## Given text
** START **
Re: proposal: minscale, rtrim, btrim functions for numeric

From

"Karl O. Pinc"

Date:

09 December 2019, 02:22:39

On Sun, 08 Dec 2019 13:57:00 -0500
Tom Lane <tgl@sss.pgh.pa.us> wrote:

> "Karl O. Pinc" <kop@meme.com> writes:
> > FWIW, I bumped around the Internet and looked at Oracle docs to see
> > if there's any reason why minscale() might not be a good function
> > name. I couldn't find any problems.  
> 
> > I also couldn't think of a better name than trim_scale() and don't
> > have any problems with the name.  
> 
> I'd just comment that it seems weird that the same patch is
> introducing two functions with inconsistently chosen names.  Why does
> one have an underscore separating the words and the other not?  I
> haven't got a large investment in either naming convention
> specifically, but it'd be nice if we could at least pretend to be
> considering consistency.

Consistency would be lovely.  I don't feel qualified
to make the decision but here's what I came up with:

I re-read the back-threads and don't see any discussion
of the naming of minscale().

My thoughts run toward asking
the "what is a word?" question, along with "what is the
policy for separating a word?".  Is "min" different
from the prefix "sub"?

"Trim" seems to clearly count as a word and trim_scale()
seems mostly consistent with existing function names.
(E.g. width_bucket(), convert_to().  But there's no
true consistency.  Plenty of functions don't separate
words with "_".  E.g. setseed().)

As far as "min" goes, glancing through function names [1]
does not help much.  The index indicates that when PG puts "min"
in a configuration parameter it separates it with "_".
(Looking at "min" in the index.)
Looking at the function names containing "min" [2] yields:

 aclitemin
 brin_minmax_add_value
 brin_minmax_consistent
 brin_minmax_opcinfo
 brin_minmax_union
 min
 numeric_uminus
 pg_terminate_backend
 range_minus
 txid_snapshot_xmin

Not especially helpful.   

I'm inclined to want
min_scale() instead of "minscale()" based on
how config parameters are named and for consistency
with trim_scale().  Pavel, if you agree then
let's just change minscale() to min_scale() and
let people object if they don't like it.

Regards.

Karl <kop@meme.com>
Free Software:  "You don't pay back, you pay forward."
** END **
Excerpts of location labeling data
** START **
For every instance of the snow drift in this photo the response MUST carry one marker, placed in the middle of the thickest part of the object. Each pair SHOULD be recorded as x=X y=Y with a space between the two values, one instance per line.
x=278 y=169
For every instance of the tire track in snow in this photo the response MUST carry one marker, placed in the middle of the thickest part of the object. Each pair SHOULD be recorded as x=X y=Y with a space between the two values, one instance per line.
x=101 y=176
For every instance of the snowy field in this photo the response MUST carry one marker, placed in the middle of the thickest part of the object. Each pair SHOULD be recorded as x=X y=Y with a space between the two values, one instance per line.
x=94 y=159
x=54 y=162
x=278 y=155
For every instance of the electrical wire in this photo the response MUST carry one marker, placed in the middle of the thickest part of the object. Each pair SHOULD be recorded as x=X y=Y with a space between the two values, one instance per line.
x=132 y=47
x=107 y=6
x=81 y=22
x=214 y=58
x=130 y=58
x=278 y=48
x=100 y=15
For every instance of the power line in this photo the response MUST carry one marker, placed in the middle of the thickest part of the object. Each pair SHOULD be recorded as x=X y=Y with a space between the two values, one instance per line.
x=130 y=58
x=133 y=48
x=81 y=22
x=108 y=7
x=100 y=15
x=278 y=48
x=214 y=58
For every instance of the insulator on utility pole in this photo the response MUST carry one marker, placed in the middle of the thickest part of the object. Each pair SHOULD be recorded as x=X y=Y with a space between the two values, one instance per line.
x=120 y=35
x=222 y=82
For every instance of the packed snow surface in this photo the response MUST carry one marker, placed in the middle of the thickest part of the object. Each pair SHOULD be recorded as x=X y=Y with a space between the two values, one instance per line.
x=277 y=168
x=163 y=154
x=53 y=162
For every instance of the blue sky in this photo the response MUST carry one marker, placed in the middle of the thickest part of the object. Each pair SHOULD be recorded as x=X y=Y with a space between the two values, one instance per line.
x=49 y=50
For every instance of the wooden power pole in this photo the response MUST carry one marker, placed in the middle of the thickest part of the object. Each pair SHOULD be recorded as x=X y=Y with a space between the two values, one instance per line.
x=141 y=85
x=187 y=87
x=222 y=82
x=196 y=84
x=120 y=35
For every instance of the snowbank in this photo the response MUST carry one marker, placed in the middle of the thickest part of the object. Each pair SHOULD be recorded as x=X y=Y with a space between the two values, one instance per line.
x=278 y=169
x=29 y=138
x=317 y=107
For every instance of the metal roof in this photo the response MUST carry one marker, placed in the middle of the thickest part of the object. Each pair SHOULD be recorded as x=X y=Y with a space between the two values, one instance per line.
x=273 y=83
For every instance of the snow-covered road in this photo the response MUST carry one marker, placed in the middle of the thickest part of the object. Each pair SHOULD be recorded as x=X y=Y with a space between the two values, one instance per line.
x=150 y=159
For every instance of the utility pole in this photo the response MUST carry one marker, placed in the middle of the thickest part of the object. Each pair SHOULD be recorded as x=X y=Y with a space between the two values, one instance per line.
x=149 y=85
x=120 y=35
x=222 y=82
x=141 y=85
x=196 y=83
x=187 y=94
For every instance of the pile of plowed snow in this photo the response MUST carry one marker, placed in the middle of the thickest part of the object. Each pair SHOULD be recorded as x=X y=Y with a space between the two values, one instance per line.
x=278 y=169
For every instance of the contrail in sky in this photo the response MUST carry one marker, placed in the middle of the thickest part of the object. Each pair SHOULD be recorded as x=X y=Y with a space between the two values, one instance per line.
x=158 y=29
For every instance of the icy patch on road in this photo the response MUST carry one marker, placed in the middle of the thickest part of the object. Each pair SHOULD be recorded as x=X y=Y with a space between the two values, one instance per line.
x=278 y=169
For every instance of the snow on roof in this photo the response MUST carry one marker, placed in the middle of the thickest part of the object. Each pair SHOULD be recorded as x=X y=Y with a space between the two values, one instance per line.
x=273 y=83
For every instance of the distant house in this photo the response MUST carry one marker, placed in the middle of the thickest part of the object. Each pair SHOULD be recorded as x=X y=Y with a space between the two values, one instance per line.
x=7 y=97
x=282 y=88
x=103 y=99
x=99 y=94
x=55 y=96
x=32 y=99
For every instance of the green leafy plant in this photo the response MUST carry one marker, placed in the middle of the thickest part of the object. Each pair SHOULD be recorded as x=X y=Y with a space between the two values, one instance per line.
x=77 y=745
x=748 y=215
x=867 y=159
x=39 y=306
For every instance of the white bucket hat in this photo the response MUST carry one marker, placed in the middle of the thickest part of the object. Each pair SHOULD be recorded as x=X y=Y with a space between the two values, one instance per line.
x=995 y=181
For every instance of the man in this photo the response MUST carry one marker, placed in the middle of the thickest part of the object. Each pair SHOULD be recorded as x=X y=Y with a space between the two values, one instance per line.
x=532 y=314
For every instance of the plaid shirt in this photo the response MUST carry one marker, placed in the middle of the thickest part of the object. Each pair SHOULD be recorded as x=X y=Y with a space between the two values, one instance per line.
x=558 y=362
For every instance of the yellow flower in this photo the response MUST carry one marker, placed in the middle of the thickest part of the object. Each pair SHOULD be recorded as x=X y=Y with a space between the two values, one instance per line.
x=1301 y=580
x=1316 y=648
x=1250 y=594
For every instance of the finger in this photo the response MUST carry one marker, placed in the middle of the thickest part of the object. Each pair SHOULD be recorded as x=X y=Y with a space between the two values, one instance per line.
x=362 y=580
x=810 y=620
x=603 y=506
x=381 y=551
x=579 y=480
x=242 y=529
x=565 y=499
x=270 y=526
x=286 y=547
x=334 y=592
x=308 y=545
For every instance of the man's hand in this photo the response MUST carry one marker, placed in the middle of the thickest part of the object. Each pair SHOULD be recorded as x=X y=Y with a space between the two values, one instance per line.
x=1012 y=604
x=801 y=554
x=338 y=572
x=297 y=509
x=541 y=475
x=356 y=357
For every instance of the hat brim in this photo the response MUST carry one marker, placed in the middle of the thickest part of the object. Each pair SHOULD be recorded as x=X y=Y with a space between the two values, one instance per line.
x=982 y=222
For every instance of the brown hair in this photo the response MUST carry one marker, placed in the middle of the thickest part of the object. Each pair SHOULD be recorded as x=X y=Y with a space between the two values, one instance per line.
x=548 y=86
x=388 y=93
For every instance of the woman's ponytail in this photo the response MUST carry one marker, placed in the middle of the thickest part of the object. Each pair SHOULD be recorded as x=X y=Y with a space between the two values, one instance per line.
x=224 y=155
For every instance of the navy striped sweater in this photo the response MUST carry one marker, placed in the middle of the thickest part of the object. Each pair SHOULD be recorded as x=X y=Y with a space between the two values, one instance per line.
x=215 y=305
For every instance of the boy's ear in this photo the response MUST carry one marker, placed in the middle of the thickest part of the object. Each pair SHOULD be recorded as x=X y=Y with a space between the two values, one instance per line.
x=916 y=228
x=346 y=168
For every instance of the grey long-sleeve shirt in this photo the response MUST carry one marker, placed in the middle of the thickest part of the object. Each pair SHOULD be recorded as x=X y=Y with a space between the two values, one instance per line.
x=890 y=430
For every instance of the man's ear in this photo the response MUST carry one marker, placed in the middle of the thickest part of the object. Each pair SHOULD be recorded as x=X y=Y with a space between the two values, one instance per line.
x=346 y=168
** END **
## Objectives
- A) In the numeric functions message, what name does Karl propose in place of minscale()?
- B) Rewrite the stretch of the numeric functions message from "I'm inclined to" through "don't like it.", substituting "Tom" for "Pavel".
- C) Please pick up the numeric functions message from its last line and keep writing.

## Task-by-task results
- A) min_scale()

- B)
I'm inclined to want
min_scale() instead of "minscale()" based on
how config parameters are named and for consistency
with trim_scale().  Tom, if you agree then
let's just change minscale() to min_scale() and
let people object if they don't like it.

- C)
                 -- Robert A. Heinlein

[1] 
select pg_proc.proname
  from pg_proc
  group by pg_proc.proname
  order by pg_proc.proname;

[2]
select pg_proc.proname
  from pg_proc
  where pg_proc.proname like '%min%'
  group by pg_proc.proname
  order by pg_proc.proname;

Re: proposal: minscale, rtrim, btrim functions for numeric

From

"Karl O. Pinc"

Date:

09 December 2019, 02:51:18

Hi Pavel,

Thanks for your changes.  More inline below:

On Sun, 8 Dec 2019 08:38:38 +0100
Pavel Stehule <pavel.stehule@gmail.com> wrote:

> ne 8. 12. 2019 v 2:23 odesílatel Karl O. Pinc <kop@meme.com> napsal:

> > On Mon, 11 Nov 2019 15:47:37 +0100
> > Pavel Stehule <pavel.stehule@gmail.com> wrote:

> > > I implemented two functions - first minscale, second trim_scale.
> > > The overhead of second is minimal - so I think it can be good to
> > > have it. I started design with the name "trim_scale", but the
> > > name can be any other.


> > I comment on various hunks in line below:

>
> > diff --git a/src/backend/utils/adt/numeric.c
> > b/src/backend/utils/adt/numeric.c index a00db3ce7a..35234aee4c
> > 100644 --- a/src/backend/utils/adt/numeric.c
> > +++ b/src/backend/utils/adt/numeric.c
> >
> > ****
> > I believe the hunks in this file should start at about line# 3181.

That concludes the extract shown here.